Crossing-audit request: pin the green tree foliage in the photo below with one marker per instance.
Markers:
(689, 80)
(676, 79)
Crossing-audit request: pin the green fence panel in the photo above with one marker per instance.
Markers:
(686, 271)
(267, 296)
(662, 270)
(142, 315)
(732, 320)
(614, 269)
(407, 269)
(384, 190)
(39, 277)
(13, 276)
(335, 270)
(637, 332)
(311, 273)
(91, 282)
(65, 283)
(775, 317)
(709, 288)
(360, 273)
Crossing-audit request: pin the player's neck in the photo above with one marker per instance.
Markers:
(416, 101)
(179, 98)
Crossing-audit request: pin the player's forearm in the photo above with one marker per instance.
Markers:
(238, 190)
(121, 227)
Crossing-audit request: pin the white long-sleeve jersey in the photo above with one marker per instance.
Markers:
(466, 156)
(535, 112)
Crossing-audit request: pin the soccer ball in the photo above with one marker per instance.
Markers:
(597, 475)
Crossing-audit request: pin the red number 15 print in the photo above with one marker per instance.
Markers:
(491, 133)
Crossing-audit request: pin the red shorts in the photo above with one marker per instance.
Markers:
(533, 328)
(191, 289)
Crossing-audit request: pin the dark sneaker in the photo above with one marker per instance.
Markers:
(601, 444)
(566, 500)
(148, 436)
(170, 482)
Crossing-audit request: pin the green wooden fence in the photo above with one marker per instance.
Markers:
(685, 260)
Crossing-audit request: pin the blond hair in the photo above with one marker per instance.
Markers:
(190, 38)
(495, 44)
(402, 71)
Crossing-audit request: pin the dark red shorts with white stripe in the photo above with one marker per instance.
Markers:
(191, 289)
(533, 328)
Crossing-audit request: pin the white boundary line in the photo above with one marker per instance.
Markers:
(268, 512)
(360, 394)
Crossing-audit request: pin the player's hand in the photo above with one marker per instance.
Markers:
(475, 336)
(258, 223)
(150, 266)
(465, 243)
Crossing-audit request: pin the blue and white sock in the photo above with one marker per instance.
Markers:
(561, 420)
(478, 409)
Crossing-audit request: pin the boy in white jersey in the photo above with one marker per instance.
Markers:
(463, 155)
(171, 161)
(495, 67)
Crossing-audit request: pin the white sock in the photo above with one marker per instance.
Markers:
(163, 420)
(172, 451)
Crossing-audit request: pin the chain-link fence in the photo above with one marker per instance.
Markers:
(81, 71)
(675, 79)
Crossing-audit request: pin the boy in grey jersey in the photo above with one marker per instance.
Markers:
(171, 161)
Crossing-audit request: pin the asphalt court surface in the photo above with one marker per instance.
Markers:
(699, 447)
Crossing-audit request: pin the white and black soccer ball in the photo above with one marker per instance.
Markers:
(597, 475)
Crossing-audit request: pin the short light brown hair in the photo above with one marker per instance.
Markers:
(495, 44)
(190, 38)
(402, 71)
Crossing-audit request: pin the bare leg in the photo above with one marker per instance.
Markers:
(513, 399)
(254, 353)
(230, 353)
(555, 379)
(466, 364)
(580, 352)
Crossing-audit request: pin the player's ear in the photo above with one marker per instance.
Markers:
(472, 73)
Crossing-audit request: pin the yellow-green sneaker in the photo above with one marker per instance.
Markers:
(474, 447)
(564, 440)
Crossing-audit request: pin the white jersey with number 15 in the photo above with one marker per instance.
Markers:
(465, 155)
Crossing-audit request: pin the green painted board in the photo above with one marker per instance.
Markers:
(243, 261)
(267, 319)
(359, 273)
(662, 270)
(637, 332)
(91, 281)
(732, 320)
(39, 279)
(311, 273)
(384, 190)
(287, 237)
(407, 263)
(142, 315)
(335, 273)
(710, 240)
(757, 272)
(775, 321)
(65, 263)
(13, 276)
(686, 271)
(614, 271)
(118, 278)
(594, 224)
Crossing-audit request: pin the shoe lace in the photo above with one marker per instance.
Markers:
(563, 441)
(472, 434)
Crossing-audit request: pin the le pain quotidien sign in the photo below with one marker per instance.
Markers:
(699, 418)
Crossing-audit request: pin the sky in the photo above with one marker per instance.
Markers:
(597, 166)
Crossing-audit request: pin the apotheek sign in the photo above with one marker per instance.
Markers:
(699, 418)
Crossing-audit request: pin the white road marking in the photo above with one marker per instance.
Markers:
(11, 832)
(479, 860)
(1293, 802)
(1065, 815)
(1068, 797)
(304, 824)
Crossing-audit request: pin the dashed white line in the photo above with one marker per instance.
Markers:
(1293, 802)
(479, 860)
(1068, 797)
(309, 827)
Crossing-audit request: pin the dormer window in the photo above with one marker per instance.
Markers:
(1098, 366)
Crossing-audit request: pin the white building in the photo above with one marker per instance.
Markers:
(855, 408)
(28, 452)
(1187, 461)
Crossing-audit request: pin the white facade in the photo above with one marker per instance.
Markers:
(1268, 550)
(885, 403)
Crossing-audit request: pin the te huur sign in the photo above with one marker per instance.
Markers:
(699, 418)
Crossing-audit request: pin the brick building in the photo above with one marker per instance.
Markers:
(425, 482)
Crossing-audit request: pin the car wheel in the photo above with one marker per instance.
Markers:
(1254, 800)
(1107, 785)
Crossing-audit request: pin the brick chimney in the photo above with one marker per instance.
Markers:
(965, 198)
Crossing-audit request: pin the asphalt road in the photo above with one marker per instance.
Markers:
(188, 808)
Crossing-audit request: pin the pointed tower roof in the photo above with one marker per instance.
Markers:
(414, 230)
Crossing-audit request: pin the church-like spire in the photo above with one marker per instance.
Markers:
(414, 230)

········

## About this exercise
The answer should be all lines from the entries above that hold the word "sneaker".

## Task answer
Crossing-audit request: pin the dark sneaker in the photo above with one marker per instance.
Crossing-audit request: pin the yellow-green sneaker in the photo above with one marker per instance.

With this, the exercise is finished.